### Description of the task
Set down every entry word for word. Omit the pictures.
### Dataset content
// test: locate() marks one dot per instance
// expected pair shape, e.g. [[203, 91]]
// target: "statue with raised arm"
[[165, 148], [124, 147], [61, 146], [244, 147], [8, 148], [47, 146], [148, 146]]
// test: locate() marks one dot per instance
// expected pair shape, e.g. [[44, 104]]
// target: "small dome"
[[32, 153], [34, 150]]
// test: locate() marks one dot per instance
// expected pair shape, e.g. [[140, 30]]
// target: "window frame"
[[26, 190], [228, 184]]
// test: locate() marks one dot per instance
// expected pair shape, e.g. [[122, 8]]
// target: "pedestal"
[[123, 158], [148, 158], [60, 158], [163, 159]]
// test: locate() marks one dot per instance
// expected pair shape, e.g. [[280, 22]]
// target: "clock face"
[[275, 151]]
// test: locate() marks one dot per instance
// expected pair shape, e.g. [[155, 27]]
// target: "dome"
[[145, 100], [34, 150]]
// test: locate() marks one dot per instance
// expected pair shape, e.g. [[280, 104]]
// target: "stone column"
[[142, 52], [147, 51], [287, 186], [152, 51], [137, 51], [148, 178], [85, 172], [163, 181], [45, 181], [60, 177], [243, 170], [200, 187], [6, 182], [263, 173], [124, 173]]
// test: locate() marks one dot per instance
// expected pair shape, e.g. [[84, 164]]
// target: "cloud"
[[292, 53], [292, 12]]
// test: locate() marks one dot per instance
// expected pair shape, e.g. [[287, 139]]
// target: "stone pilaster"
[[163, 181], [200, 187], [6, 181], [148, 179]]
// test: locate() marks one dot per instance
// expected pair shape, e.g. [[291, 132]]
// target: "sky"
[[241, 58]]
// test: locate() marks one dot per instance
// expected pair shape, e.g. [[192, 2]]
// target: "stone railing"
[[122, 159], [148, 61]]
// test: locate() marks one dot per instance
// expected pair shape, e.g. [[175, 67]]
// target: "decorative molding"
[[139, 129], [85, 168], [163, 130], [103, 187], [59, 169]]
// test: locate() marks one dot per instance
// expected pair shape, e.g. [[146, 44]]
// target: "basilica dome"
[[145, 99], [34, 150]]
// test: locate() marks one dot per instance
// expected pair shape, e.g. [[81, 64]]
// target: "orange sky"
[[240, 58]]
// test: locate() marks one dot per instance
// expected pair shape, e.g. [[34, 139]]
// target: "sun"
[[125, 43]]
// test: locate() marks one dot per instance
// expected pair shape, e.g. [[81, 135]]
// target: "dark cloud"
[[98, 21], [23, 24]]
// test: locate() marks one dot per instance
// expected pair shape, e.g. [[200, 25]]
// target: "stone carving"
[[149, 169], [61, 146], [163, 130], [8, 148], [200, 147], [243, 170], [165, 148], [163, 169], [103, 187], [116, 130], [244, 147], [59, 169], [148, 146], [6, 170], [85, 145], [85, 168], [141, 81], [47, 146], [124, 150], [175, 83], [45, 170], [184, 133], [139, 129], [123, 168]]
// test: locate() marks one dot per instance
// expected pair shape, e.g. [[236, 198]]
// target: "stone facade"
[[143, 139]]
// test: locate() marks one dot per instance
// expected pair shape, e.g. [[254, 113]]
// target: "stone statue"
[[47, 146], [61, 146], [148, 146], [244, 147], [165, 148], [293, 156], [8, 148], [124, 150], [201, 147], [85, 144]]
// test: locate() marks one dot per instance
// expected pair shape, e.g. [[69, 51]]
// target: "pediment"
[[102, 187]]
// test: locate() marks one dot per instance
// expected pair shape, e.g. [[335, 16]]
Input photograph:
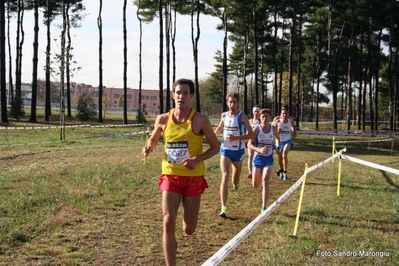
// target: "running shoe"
[[223, 212], [285, 177], [278, 172]]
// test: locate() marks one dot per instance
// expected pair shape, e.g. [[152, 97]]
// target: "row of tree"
[[348, 47]]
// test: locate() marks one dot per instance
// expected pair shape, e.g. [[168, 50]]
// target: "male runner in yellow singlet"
[[183, 170]]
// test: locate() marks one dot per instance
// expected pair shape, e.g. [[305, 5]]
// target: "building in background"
[[113, 97]]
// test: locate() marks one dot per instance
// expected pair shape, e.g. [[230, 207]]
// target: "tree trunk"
[[67, 63], [256, 56], [140, 52], [35, 62], [100, 63], [3, 101], [225, 70], [167, 50], [161, 108], [124, 64], [47, 107]]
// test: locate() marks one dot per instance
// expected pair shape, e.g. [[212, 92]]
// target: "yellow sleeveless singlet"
[[181, 143]]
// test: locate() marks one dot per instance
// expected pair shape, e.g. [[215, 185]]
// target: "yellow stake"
[[333, 147], [146, 139], [300, 201], [339, 176], [393, 142]]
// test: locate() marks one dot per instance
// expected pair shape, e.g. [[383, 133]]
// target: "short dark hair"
[[233, 95], [285, 107], [265, 111], [182, 81]]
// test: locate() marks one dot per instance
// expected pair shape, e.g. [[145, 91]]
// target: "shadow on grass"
[[389, 181], [320, 217]]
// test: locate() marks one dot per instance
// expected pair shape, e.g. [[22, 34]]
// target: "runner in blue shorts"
[[262, 145], [236, 129], [287, 131]]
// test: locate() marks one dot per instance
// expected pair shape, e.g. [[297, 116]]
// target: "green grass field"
[[92, 200]]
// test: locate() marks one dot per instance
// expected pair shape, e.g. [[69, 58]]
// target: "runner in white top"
[[263, 161], [287, 131], [254, 121]]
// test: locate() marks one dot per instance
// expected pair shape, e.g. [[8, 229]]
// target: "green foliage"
[[86, 108], [17, 108], [140, 118]]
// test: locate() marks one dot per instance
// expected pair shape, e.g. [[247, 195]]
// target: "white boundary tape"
[[380, 167], [355, 141], [235, 241]]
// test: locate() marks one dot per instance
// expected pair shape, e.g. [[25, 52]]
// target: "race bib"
[[265, 142], [177, 152]]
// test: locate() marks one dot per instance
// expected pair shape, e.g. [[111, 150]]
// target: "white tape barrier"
[[380, 167], [235, 241], [355, 141]]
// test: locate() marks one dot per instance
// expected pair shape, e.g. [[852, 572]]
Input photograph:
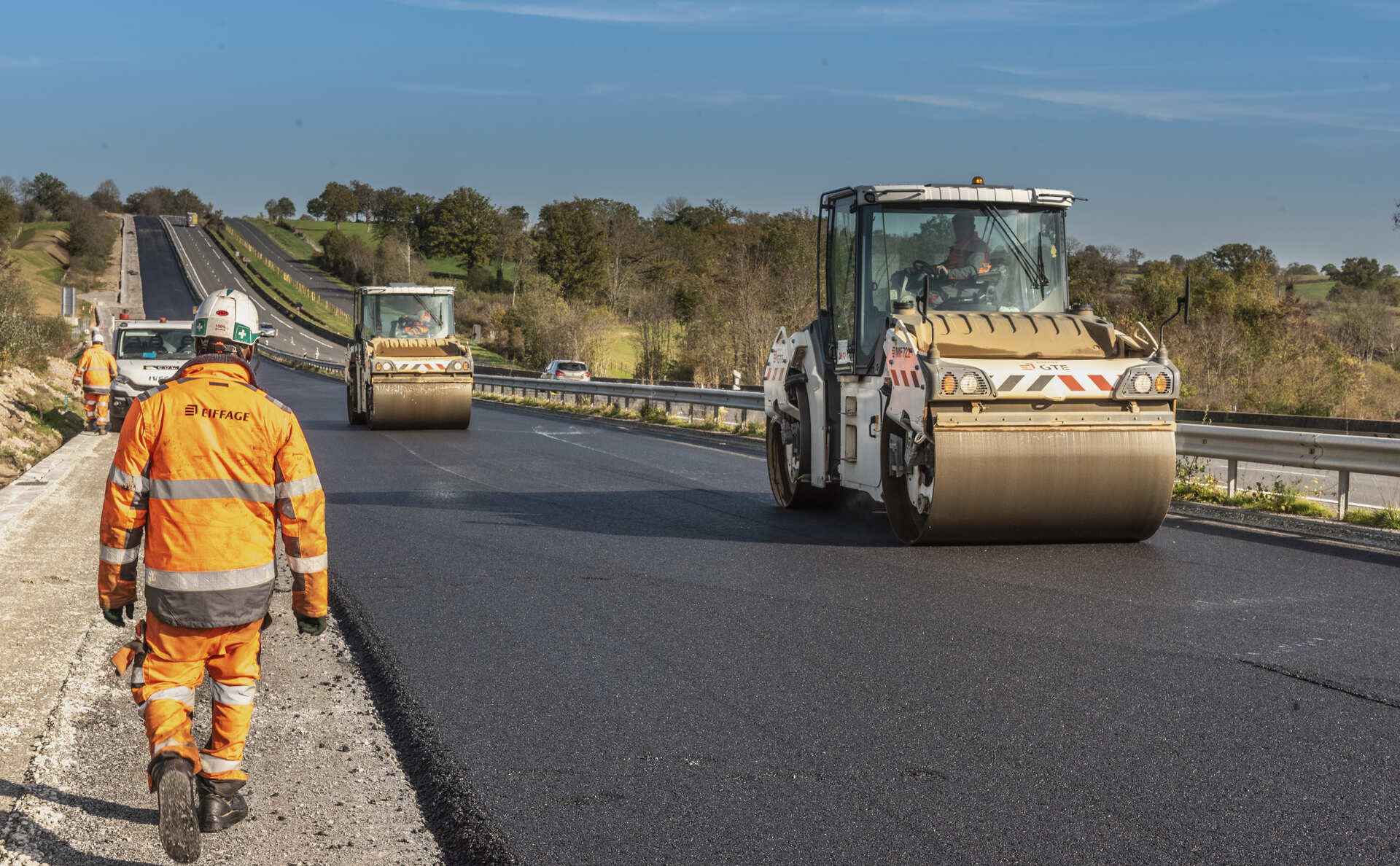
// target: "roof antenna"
[[1183, 308]]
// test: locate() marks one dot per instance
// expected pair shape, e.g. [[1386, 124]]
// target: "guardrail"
[[741, 400], [286, 357], [1330, 452]]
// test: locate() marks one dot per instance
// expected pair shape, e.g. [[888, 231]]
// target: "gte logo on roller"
[[219, 415]]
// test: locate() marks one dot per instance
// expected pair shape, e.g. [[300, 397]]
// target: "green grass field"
[[313, 304], [1313, 292], [290, 243], [315, 230], [42, 258]]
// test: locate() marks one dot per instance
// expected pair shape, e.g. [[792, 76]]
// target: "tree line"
[[1255, 342], [699, 289]]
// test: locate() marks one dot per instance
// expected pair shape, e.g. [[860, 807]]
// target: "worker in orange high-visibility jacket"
[[969, 255], [206, 469], [94, 375]]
######
### Reply to the exercise
// test: locate() marks one dot per instance
// expected pair shape, e.g. [[203, 91]]
// target: "statue with raised arm"
[[165, 148], [124, 147], [61, 146], [244, 147], [8, 148], [47, 146], [148, 146]]
// test: locate() marks one dot per instance
// expected pair shape, e.g. [[44, 104]]
// target: "small dome"
[[32, 153], [34, 150]]
// test: locate() marks one dot per instance
// expected pair shape, e.g. [[140, 30]]
// target: "window frame"
[[26, 190], [228, 184]]
// test: locate() marks one dot per instance
// expected pair shape, e.g. [[122, 8]]
// target: "pedestal"
[[123, 158], [148, 158], [60, 158], [163, 159]]
// test: locate() marks one dot per instance
// expected pair shape, e.g. [[280, 22]]
// target: "clock face"
[[275, 151]]
// test: locate() marks one dot per instance
// expected pair shape, e.g. [[155, 27]]
// target: "dome"
[[145, 100], [34, 150]]
// test: locate() marks one dot per instance
// expected pair shape, e.g. [[280, 104]]
// target: "stone column"
[[142, 52], [147, 51], [287, 186], [152, 51], [137, 51], [148, 178], [85, 172], [163, 181], [45, 181], [60, 177], [243, 170], [200, 187], [6, 182], [263, 173], [124, 173]]
// test: locate() marks one dot per instance
// expected pair shape, e.g. [[84, 164]]
// target: "cloud"
[[292, 53], [292, 12]]
// test: locate() marks one dot per instance
// expected pair shape, e.g. [[287, 139]]
// target: "stone pilaster"
[[163, 181], [200, 187], [6, 181], [148, 179]]
// test: locate() marks one dot per instance
// expected pair shape, e.g. [[291, 132]]
// target: "sky"
[[241, 58]]
// test: locate() marks one dot per instance
// expected pair shape, e.g. [[192, 2]]
// target: "stone railing"
[[122, 159], [148, 61]]
// test: locate() marks one dot per instance
// expected pair shape, e.g. [[175, 67]]
// target: "decorative molding"
[[139, 129], [85, 168], [163, 130], [103, 187], [59, 169]]
// test: locate() marks one dot per instance
// expected pair shape, e.g. [[146, 44]]
// target: "basilica dome"
[[145, 99], [34, 150]]
// test: locate() marks one dot per instance
// expected pair shape, e.g. [[81, 64]]
// target: "orange sky"
[[240, 58]]
// test: locate() marks one dot per instance
// expected pair shape, e.g. [[34, 139]]
// target: "sun"
[[125, 43]]
// test: locate() marks one dot per instance
// expected pair shape, e.g. [[81, 135]]
// target: "dark cloud"
[[98, 21], [23, 24]]
// test: locate() marks one dot per instance
// expected pair shape, e.g. [[200, 25]]
// target: "stone carving"
[[149, 169], [61, 146], [163, 130], [8, 148], [200, 147], [243, 170], [165, 148], [163, 169], [103, 187], [116, 130], [244, 147], [59, 169], [148, 146], [6, 170], [85, 145], [85, 168], [141, 81], [47, 146], [124, 150], [175, 83], [45, 170], [184, 133], [139, 129], [123, 168]]
// test: locate() marks one dot per instance
// expected pair shape, e.g. [[236, 198]]
// target: "stone facade"
[[143, 139]]
// test: locate() marks one dot per instance
// expected pair shape, e.g. [[254, 113]]
// target: "stone statue"
[[47, 146], [61, 146], [148, 146], [244, 147], [165, 148], [293, 156], [8, 148], [124, 150], [201, 147], [85, 144]]
// test: locate() marks one dot per instance
// expected pair shape, e.g. [[69, 51]]
// target: "pediment"
[[102, 187]]
// test: locate() marks one dot per instance
// expected pair shape, e.g. [[335, 16]]
Input photograph:
// target: "running shoe"
[[223, 212], [285, 177], [278, 172]]
// test: locate() marks one dot per instance
// expected pair shape, e.g. [[152, 97]]
// target: "row of tree"
[[348, 47]]
// test: locate() marks one dot per instance
// expected pair shape, e.g. [[168, 50]]
// target: "male runner in yellow singlet"
[[183, 170]]
// test: locate() marks one dot per instance
// expected pair shape, e.g. [[305, 5]]
// target: "building in background"
[[113, 97]]
// test: locate() marks one dot per instance
// expected pair shape, e.g. [[230, 207]]
// target: "tree trunk"
[[67, 63], [256, 56], [140, 52], [35, 62], [100, 63], [3, 101], [225, 70], [167, 50], [161, 108], [124, 64], [47, 107]]
// test: locate() marks one dot per instance
// expected pair shape, e.g. [[212, 92]]
// target: "yellow sleeveless singlet"
[[181, 143]]
// test: locate() marks one dot per instance
// expected pair shape, e.g. [[215, 185]]
// target: "yellow stake"
[[333, 147], [146, 139], [300, 201], [339, 176], [393, 142]]
// test: locate() marks one dot per instance
// expected pair shape, e.g. [[383, 133]]
// target: "short dark hair"
[[233, 95], [285, 107], [265, 111], [182, 81]]
// test: locate() marks one dot per instance
// expected pair shape, e.g. [[145, 91]]
// target: "shadow on grass"
[[389, 181], [320, 217]]
// test: locate() marks one dot per instance
// expected pair shape, e.g. [[22, 34]]
// target: "runner in blue shorts"
[[262, 145], [236, 129], [287, 131]]
// test: locate() marks one dot per instance
// expected pair shape, e.g. [[297, 116]]
// target: "green grass field"
[[92, 200]]
// test: locate() marks one dot per instance
// expected pair shape, e.g. [[69, 58]]
// target: "runner in white top"
[[263, 161], [287, 131], [254, 121]]
// test: locate() marks one dot per instance
// expected pair shape, e.g. [[8, 229]]
// target: "green foliage"
[[86, 108], [17, 108], [140, 118]]
// test: locate() marks one dot per instance
// expected pair shape, e.g. [[247, 195]]
// target: "white boundary tape"
[[380, 167], [355, 141], [235, 241]]
// test: locate() marks one dot per instance
// expected pair shape, e.g. [[25, 52]]
// target: "race bib"
[[265, 142], [177, 152]]
// test: locate() marks one dot per instance
// expected pair shape, e.g. [[111, 150]]
// target: "white tape barrier"
[[380, 167], [235, 241], [355, 141]]
// test: locate() marks one dot per instance
// expected pair shape, e.g. [[852, 572]]
Input photograph:
// target: "roof antenna"
[[1183, 308]]
// test: locate() marks one dot per instance
// expected pair shape, e.g. [[1386, 124]]
// target: "guardrail"
[[741, 400], [286, 357], [1330, 452]]
// test: locate() marks one dot per instance
// expected pair shape, e.g. [[888, 231]]
// target: "gte logo on roller"
[[219, 415]]
// test: locate() marks one dot per instance
// expected pair shape, e.g. [[300, 397]]
// target: "green grass field"
[[313, 304], [1313, 292], [290, 243], [315, 230], [42, 258]]
// test: locate() marks one dot per instance
// expected pair shape, e.g. [[792, 76]]
// target: "tree line"
[[1255, 342], [699, 289]]
// test: locate() marks one dot per instance
// expected pair shape, e.g. [[860, 807]]
// target: "worker in orange high-visibility jacket"
[[969, 255], [206, 469], [94, 375]]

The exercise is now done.